> [TEXTE À LIRE]:
■ ■ ■ ■

En guise de touche personnelle, il a par exemple doté sa lampe sur pied en bois – achetée à un étudiant en architecture – d’un abat-jour en papier de riz d’inspiration japonaise. Les compartiments de la bibliothèque à l’avant de l’appartement, eux, ont été remplis non pas de livres mais d’une série de vases. Une belle manière d’utiliser l’espace et de donner une place à son instinct de collectionneur.
« Le prix d’un objet est sans importance selon moi », souligne Phillip Lim dont les parents – une couturière et un joueur de poker professionnel – ont quitté la Thaïlande pour la Californie à l’époque du génocide cambodgien. Tout en musardant entre des céramiques et des objets en bois allant d’antiquités asiatiques rares à la boîte fabriquée par un ami avec un morceau de bois échoué sur Coney Island après le passage de l’ouragan Sandy, le créateur ajoute: « C’est quelque chose de très spécial, confectionné spécialement pour moi par un ami qui s’est dit que cela irait bien avec le style wabi-sabi que j’affectionne » Une référence au crédo japonais de la beauté de l’imparfait, de la rencontre du brut et de la douceur.
Phillip Lim lui-même a modéré le côté méticuleux de son loft par quelques notes inachevées. Certains éléments du décor semblent se trouver dans un état transitoire, comme ce portrait à l’huile réalisé par son ami Anh Dong, encore à moitié emballé dans l’épaisse toile blanc crème dans laquelle il a été livré. « Je le dévoile petit à petit, un peu comme le portrait de Dorian Gray d’Oscar Wilde. J’ai l’habitude d’être pris en photo, mais s’exposer à l’oeil d’un peintre est une expérience complètement différente qui met en avant le regard que l’artiste porte sur son sujet. Cela m’a mis un peu mal à l’aise. » Dans le hall, un croquis d’Ellsworth Kelly et un cache-pot ne sont encore, eux aussi, qu’à moitié sortis de leur emballage. « J’aime cette impression d’être encore en plein déménagement. Le processus de création est souvent plus intéressant que son aboutissement. »

■ ■ ■ ■

> [LIGNES FOURNIES]:
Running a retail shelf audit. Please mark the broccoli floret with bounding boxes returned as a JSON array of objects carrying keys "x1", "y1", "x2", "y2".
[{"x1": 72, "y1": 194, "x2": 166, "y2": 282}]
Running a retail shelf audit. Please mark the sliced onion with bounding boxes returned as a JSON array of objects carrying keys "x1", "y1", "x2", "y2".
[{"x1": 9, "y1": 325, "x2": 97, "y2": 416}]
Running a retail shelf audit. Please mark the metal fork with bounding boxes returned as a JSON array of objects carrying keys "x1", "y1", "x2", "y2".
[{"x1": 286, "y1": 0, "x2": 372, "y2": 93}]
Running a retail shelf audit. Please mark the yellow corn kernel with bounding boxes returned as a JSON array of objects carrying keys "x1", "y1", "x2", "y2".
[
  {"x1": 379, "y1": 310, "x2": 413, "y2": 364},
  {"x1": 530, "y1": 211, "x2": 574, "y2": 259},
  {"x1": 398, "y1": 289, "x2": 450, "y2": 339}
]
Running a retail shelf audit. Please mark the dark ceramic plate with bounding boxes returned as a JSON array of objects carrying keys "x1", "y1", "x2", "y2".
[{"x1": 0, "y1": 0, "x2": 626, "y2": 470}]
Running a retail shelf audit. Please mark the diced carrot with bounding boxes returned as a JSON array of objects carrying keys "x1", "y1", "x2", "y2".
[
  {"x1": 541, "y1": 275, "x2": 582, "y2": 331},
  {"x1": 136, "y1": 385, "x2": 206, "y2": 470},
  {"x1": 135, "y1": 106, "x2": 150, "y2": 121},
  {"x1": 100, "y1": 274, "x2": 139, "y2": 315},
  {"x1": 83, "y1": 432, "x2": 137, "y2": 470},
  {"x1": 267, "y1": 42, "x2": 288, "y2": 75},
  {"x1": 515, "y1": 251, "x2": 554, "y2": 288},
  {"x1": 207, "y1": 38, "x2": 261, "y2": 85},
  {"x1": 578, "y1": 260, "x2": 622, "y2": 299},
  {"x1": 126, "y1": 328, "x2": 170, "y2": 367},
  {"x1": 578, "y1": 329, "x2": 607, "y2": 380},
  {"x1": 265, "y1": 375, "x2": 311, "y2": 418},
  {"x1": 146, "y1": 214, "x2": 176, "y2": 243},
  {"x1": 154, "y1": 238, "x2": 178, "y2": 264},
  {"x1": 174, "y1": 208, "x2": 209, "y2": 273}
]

■ ■ ■ ■

> [TRAVAIL À FAIRE]:
1) Résumez en deux phrases le texte sur le loft de Phillip Lim.
2) Citez le texte sur le loft de Phillip Lim en recopiant tout ce qui va de « En guise de » jusqu'à « instinct de collectionneur. ».
Les lignes constituent un matériau distinct du texte.

> [RÉPONSES DANS L'ORDRE]:
1) Phillip Lim agrémente son loft d'objets personnels, comme une lampe dotée d'un abat-jour en papier de riz et des vases rangés dans la bibliothèque, et affirme que le prix d'un objet est sans importance pour lui, lui qui affectionne le style wabi-sabi. Il laisse certains éléments à moitié emballés, dont un portrait à l'huile et un croquis d'Ellsworth Kelly, car il aime l'impression d'être encore en plein déménagement et juge le processus de création souvent plus intéressant que son aboutissement.

2)
En guise de touche personnelle, il a par exemple doté sa lampe sur pied en bois – achetée à un étudiant en architecture – d’un abat-jour en papier de riz d’inspiration japonaise. Les compartiments de la bibliothèque à l’avant de l’appartement, eux, ont été remplis non pas de livres mais d’une série de vases. Une belle manière d’utiliser l’espace et de donner une place à son instinct de collectionneur.